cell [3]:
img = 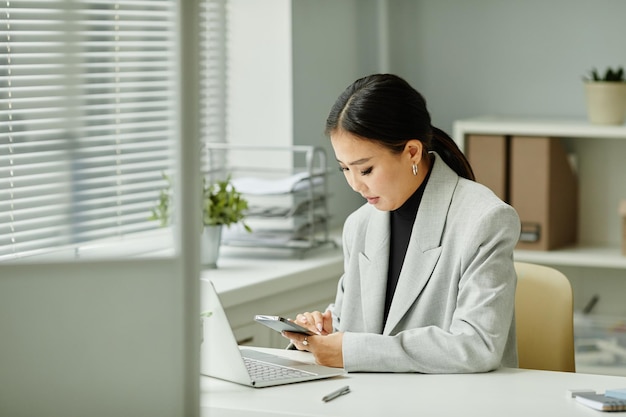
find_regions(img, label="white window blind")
[0,0,177,260]
[200,0,228,172]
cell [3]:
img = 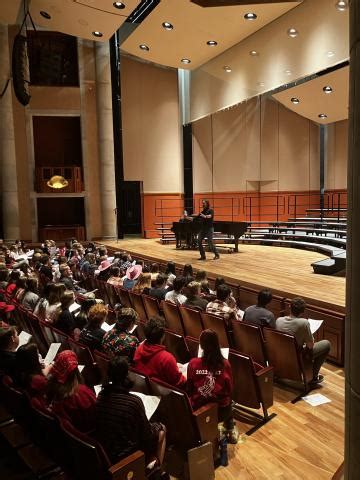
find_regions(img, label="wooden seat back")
[201,312,229,348]
[179,306,204,338]
[116,287,134,308]
[229,350,273,409]
[164,330,190,363]
[129,368,150,395]
[231,320,266,365]
[67,338,101,387]
[129,291,147,322]
[142,294,161,320]
[150,379,218,451]
[263,328,312,388]
[61,420,146,480]
[162,302,184,335]
[105,282,120,307]
[185,337,200,358]
[93,350,110,385]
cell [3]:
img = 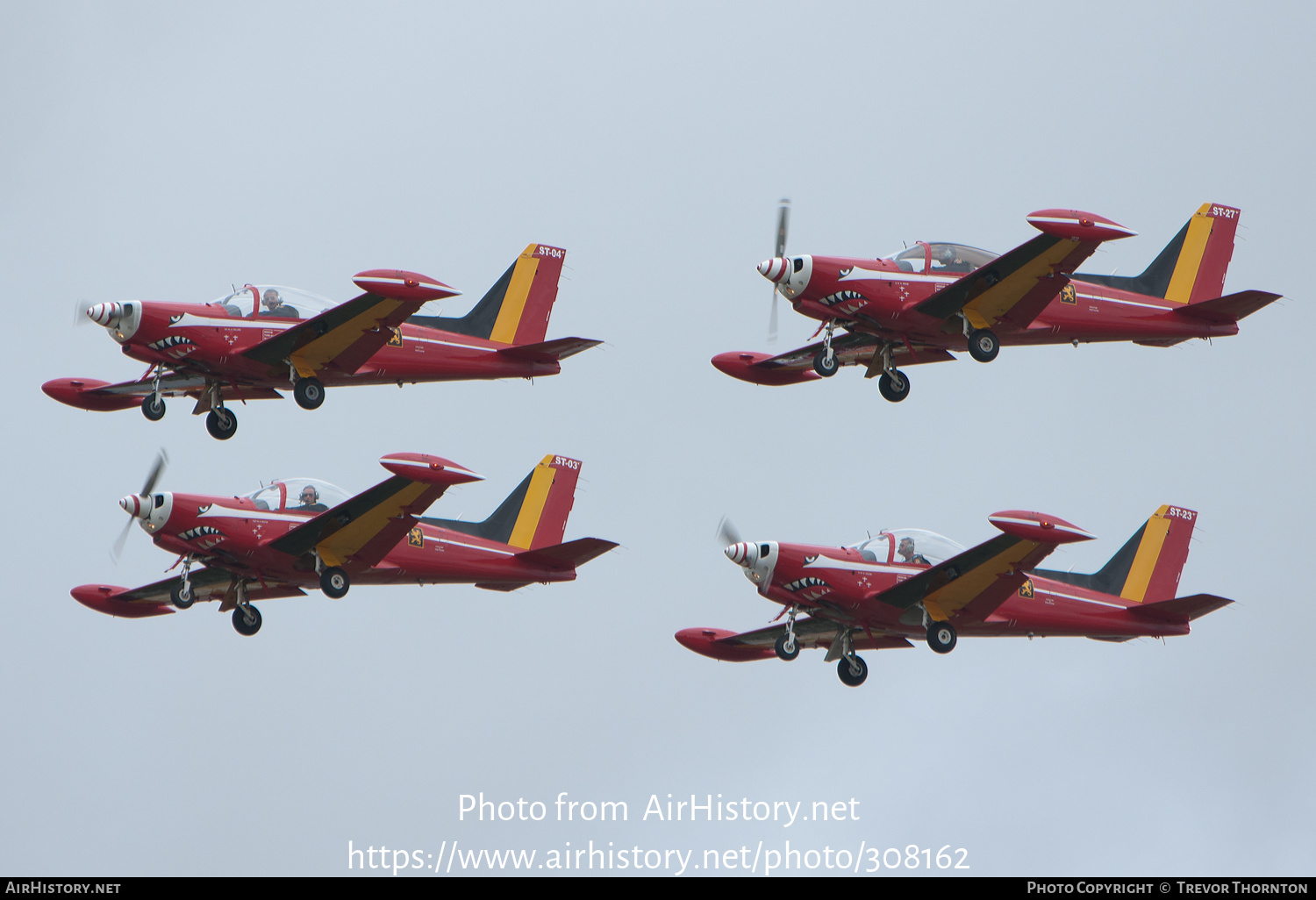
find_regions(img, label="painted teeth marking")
[178,525,224,546]
[819,291,868,310]
[784,575,832,600]
[147,334,197,360]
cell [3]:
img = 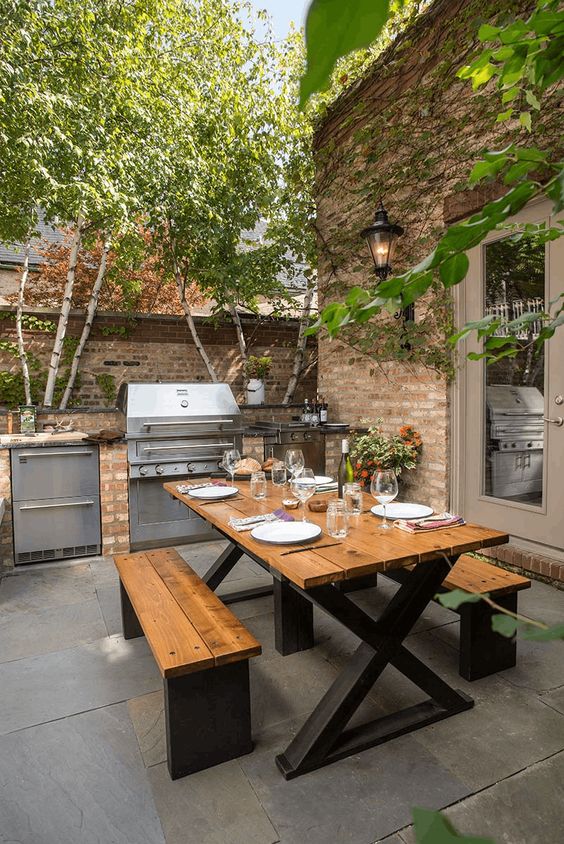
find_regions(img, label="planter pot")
[247,378,264,404]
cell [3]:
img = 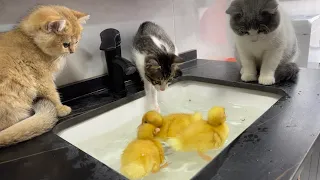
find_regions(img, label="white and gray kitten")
[226,0,299,85]
[132,21,182,111]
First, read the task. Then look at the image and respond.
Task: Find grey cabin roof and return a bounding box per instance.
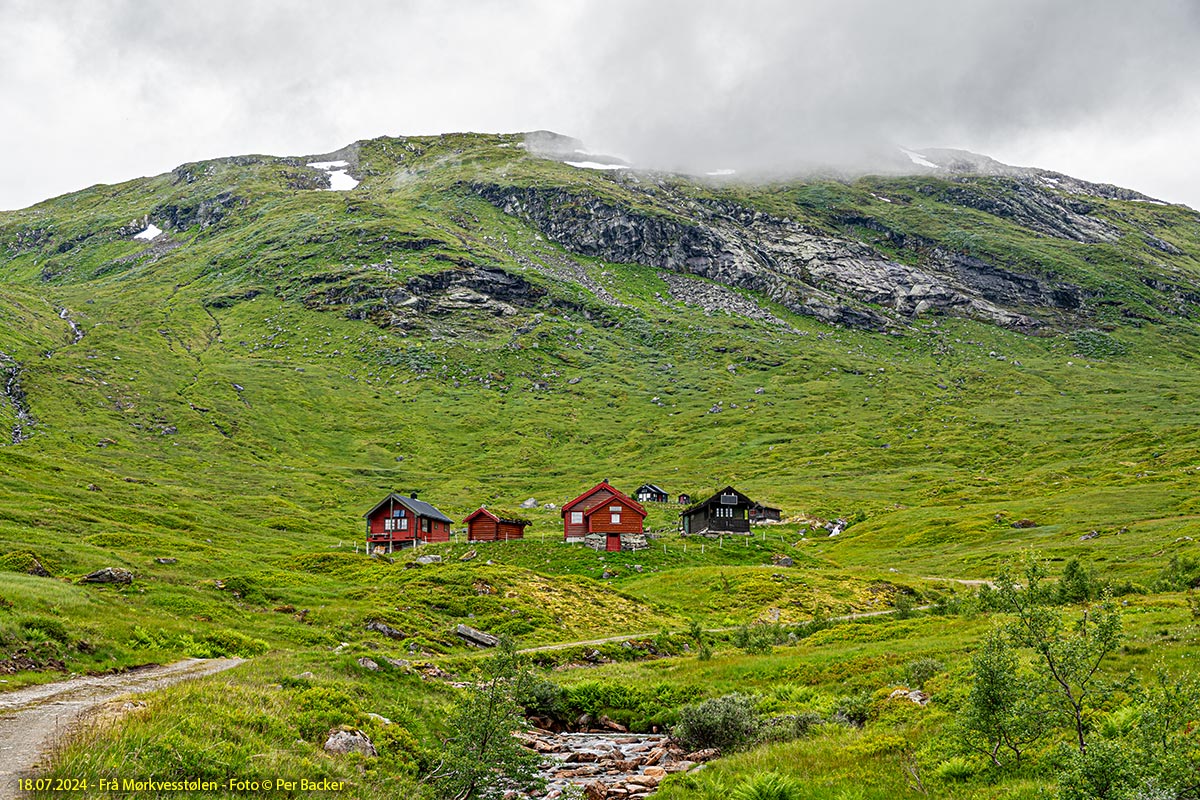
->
[362,492,454,524]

════

Rewrite the lines from the one containing "First, read the" through the end of the records as a numbered list, omitting any blank lines. Leave the pictures out of the list.

• [Expected answer]:
1. First, read the task. Then look at the image and respond.
2. Task: Find grey cabin roof and return a bounding box per instance.
3. ->
4. [362,492,454,524]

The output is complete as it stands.